→ **Your task**
In the entries below, count each line holding the word "concrete". Answer with the total alone.

→ **Material for this exercise**

# # #

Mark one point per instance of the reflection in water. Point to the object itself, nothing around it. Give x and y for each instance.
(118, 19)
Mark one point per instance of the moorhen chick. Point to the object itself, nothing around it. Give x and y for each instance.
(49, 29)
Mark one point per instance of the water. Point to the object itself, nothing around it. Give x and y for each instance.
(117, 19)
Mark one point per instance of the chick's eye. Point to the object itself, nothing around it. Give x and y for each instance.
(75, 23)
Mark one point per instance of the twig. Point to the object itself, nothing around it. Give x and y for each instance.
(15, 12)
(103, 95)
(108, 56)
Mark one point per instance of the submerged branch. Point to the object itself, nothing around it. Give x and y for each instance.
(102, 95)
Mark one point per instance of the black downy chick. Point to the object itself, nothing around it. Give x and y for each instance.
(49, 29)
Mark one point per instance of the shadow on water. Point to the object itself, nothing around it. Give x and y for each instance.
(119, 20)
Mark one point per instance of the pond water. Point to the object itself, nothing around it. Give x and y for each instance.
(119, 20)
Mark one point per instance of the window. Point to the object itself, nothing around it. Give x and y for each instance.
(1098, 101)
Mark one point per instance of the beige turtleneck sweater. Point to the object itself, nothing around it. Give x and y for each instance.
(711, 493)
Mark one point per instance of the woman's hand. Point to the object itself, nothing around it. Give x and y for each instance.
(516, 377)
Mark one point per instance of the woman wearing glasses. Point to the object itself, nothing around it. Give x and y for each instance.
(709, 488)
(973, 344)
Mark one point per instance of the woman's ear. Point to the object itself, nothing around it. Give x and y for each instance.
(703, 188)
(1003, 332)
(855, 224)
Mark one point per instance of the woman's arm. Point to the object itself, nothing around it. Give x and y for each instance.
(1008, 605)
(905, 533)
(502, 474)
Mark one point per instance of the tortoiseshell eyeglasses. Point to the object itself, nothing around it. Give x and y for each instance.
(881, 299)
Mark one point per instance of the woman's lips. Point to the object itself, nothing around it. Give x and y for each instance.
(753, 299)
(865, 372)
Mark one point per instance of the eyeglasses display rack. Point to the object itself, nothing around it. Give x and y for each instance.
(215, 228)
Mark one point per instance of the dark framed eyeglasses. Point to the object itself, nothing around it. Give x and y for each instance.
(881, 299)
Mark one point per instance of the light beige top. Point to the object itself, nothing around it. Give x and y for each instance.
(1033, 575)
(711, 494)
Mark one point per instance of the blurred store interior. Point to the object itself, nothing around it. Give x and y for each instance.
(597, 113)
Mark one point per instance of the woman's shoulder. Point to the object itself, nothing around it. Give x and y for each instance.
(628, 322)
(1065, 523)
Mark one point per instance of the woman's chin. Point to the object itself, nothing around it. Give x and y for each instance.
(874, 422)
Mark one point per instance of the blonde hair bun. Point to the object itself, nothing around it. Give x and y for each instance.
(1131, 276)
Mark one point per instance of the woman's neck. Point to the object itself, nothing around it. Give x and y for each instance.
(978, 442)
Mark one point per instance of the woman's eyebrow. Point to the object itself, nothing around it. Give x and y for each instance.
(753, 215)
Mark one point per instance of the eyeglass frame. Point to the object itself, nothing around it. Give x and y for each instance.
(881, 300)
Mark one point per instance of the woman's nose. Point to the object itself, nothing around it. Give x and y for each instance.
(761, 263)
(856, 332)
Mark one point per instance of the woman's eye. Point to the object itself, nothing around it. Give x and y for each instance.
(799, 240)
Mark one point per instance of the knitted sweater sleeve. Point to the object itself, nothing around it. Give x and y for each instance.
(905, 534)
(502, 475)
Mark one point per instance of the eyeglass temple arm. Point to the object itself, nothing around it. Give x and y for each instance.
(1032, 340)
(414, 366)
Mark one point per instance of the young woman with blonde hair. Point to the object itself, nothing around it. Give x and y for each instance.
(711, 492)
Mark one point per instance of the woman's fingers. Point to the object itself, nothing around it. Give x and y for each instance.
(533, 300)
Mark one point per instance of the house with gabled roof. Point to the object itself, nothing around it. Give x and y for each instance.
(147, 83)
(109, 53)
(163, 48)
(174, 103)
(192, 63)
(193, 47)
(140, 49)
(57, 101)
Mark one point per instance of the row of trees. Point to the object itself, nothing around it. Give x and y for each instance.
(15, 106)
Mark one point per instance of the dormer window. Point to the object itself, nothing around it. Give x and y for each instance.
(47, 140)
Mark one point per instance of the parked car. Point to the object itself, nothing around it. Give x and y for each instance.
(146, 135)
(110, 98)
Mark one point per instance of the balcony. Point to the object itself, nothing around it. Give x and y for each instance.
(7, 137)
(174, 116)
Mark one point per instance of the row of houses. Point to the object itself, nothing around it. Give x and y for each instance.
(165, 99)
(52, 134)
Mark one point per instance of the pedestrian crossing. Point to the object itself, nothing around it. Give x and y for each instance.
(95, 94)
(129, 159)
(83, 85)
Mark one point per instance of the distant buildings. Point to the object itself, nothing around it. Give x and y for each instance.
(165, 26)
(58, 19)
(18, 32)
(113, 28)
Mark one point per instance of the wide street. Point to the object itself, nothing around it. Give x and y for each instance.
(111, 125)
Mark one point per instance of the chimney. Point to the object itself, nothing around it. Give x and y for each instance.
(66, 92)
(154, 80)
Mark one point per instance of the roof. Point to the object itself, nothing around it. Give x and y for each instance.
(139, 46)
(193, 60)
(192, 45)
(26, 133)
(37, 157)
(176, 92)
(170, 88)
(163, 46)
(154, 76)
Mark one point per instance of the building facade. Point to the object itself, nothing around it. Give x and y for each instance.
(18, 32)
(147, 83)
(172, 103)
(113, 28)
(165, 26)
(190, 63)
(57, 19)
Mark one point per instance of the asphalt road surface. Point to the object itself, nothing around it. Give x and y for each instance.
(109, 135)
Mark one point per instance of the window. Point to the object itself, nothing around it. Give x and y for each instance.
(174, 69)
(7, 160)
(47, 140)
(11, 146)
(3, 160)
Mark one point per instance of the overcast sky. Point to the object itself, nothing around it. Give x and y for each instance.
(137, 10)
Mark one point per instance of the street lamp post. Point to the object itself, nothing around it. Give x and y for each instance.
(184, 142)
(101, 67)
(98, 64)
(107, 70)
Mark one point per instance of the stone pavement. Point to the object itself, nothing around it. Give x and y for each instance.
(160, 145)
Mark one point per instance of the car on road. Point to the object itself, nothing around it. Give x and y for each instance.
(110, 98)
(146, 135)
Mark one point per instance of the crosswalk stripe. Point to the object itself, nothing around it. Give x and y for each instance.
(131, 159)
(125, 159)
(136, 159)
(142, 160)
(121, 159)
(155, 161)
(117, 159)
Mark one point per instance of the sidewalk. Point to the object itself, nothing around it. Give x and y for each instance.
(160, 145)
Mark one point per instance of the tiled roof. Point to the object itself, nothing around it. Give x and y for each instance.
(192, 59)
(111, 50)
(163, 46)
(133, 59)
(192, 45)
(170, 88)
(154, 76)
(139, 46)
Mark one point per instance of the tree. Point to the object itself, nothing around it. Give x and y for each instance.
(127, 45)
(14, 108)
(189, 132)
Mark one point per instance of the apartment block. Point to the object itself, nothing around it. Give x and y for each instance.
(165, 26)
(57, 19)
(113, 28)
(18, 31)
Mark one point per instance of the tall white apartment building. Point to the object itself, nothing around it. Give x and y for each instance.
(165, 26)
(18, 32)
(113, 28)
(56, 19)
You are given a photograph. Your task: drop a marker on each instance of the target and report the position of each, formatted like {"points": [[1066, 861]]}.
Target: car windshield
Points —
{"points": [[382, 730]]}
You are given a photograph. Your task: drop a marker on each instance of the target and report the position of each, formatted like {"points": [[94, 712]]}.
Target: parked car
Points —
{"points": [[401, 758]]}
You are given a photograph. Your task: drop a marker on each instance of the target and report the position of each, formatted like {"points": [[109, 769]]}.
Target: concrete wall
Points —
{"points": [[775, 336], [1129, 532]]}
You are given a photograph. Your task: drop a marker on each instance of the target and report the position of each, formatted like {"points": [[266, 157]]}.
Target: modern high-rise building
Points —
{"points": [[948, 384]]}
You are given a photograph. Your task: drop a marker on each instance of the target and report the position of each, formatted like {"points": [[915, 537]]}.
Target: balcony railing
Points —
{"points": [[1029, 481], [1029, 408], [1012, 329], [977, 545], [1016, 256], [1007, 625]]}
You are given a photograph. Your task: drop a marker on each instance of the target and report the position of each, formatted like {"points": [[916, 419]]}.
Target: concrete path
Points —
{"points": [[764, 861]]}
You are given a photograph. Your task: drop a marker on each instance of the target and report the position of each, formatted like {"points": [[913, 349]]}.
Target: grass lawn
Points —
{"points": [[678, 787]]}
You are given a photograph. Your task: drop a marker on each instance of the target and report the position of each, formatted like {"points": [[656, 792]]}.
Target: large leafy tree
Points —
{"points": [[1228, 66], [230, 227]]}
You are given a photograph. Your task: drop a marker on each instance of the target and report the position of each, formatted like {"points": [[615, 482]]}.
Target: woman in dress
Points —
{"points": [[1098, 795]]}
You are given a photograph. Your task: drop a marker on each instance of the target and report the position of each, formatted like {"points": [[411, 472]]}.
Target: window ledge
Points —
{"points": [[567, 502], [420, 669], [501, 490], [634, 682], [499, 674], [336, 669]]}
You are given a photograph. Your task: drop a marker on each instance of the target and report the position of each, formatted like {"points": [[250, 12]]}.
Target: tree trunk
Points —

# # #

→ **Solved problem**
2